[Stored entries]
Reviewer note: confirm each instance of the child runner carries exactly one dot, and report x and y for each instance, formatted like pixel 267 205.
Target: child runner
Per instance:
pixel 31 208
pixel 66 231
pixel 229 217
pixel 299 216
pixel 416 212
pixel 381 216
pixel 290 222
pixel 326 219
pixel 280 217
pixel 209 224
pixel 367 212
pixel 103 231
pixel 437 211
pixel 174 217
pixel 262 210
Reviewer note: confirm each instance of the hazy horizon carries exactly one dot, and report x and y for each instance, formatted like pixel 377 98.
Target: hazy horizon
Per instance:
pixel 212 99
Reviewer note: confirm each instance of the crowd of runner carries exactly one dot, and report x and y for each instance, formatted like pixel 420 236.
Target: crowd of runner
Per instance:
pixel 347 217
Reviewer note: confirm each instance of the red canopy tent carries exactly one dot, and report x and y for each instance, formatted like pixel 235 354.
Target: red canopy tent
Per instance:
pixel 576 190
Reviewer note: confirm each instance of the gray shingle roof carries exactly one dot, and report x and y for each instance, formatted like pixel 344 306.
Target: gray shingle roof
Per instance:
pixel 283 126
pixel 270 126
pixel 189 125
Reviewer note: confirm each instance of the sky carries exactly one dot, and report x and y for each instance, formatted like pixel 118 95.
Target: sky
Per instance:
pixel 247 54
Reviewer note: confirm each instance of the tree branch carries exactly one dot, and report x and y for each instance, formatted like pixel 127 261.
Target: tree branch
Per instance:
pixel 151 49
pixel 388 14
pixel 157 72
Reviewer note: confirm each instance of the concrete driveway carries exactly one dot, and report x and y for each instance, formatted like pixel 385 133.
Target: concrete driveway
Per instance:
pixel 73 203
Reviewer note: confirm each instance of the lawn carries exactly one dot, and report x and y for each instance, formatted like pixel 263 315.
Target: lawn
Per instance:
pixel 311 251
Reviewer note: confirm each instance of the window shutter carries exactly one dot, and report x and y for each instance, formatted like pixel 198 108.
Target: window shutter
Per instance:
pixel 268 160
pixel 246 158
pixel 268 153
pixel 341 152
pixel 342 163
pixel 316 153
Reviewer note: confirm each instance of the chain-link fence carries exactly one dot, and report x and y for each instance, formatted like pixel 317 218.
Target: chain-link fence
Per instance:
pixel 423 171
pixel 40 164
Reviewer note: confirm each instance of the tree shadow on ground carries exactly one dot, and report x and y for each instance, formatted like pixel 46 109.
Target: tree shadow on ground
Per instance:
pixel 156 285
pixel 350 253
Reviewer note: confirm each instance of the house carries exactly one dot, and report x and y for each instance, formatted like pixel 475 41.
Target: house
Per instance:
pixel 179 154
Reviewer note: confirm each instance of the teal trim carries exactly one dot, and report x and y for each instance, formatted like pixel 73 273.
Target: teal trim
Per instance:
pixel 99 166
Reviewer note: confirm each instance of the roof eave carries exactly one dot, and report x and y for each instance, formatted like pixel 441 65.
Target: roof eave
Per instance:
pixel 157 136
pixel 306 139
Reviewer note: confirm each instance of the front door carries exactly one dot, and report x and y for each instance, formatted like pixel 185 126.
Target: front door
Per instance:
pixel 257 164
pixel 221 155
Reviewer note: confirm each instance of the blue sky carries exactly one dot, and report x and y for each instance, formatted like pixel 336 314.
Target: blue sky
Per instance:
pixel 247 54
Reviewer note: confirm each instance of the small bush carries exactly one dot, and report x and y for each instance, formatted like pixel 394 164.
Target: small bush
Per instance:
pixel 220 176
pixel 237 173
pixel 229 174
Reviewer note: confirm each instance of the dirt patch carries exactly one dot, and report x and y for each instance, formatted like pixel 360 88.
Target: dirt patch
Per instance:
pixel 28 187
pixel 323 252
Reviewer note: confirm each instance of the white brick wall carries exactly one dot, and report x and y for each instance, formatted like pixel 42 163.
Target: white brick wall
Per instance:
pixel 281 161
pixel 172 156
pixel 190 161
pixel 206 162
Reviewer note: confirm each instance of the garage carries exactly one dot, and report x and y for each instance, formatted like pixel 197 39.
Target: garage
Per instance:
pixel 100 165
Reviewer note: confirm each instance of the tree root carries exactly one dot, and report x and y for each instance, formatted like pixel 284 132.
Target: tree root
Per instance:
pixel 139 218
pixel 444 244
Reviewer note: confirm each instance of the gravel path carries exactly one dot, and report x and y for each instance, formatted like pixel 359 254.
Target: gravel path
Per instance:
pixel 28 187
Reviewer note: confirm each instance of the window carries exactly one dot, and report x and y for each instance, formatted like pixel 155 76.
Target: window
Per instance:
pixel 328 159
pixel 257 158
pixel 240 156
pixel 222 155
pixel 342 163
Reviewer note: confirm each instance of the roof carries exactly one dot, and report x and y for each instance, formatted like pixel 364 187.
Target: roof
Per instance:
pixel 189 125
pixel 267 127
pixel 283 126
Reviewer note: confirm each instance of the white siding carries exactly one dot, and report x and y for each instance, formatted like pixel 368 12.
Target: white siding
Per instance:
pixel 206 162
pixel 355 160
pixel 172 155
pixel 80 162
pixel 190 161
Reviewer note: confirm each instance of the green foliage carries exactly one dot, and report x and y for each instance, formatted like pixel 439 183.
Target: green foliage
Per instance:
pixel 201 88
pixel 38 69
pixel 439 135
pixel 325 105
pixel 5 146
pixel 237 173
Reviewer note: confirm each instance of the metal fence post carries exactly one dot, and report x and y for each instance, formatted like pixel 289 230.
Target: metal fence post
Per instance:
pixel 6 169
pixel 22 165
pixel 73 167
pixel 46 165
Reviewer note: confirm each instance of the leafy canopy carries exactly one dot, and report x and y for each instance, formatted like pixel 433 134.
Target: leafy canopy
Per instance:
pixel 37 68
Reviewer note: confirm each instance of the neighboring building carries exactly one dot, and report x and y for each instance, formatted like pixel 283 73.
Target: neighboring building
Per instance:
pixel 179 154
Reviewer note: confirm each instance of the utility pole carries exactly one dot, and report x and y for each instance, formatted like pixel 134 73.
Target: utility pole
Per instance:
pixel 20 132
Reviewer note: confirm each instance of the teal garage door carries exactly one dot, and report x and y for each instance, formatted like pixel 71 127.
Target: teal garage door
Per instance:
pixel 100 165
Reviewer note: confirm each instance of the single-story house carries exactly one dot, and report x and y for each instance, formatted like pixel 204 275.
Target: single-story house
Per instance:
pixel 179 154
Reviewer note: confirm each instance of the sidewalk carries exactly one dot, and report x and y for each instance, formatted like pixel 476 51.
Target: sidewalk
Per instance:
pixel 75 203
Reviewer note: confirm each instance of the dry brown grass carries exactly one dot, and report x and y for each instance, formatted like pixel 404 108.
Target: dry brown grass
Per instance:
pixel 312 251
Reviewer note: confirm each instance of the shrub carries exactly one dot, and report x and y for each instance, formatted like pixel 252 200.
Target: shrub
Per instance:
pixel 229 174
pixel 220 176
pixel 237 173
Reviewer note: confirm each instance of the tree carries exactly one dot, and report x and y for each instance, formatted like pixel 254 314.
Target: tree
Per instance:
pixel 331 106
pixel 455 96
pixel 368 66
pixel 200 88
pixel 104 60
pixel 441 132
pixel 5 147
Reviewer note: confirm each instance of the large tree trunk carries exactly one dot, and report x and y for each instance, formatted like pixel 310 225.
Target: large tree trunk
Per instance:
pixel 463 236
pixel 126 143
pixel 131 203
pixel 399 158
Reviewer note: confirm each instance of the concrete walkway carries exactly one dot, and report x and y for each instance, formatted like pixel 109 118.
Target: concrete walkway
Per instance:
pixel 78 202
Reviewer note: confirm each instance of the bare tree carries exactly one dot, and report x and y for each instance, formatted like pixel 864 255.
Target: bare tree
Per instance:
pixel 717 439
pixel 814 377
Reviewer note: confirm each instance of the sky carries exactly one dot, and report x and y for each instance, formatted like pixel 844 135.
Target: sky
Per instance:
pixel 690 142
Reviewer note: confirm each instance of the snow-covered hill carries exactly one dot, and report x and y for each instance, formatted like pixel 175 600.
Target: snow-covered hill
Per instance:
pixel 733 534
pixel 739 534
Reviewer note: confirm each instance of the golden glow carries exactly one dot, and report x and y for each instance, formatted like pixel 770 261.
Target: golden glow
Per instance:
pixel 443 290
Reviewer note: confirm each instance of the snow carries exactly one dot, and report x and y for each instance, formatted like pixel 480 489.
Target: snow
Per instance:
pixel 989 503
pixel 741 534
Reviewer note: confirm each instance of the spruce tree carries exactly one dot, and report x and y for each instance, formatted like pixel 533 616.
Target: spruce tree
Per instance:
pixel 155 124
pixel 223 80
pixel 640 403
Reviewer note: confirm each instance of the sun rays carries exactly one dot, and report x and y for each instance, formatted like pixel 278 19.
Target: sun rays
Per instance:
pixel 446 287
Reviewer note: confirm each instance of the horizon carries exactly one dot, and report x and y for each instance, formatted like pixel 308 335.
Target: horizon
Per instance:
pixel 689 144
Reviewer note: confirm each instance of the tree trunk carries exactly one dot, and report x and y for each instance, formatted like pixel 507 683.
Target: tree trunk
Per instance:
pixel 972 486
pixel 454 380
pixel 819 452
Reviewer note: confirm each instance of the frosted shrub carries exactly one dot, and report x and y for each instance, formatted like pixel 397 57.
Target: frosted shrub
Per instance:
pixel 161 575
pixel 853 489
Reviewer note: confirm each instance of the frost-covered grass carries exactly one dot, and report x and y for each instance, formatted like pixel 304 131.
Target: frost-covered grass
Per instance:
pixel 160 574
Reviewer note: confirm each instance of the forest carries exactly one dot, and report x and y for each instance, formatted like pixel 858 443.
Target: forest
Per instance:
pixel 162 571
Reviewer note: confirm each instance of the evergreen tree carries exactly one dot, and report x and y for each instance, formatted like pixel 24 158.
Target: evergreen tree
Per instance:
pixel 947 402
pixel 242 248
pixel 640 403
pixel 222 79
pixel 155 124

[Exercise brief] Copy the material from the line containing "Reviewer note: confirm each instance of the frost-covered" through the end of the material, renaming "Per instance" to "For every instance" and leaving everything else unchanged.

[Solution for this problem]
Reviewer note: confirm each instance of the frost-covered grass carries exactly one dot, and report x and y for each instance, formatted like pixel 304 131.
Target: frost-covered grass
For every instance:
pixel 160 574
Reviewer note: confirm each instance of the forest carries exactly one dot, and report x and y for each instance, formatted like pixel 858 443.
Target: forest
For every instance:
pixel 162 571
Reviewer note: confirm each instance of the evergreen tree carries exactly one dot, and report x and y for each instance, formatted like pixel 24 158.
Target: evergreen tree
For every instance:
pixel 947 402
pixel 242 248
pixel 640 403
pixel 222 79
pixel 155 124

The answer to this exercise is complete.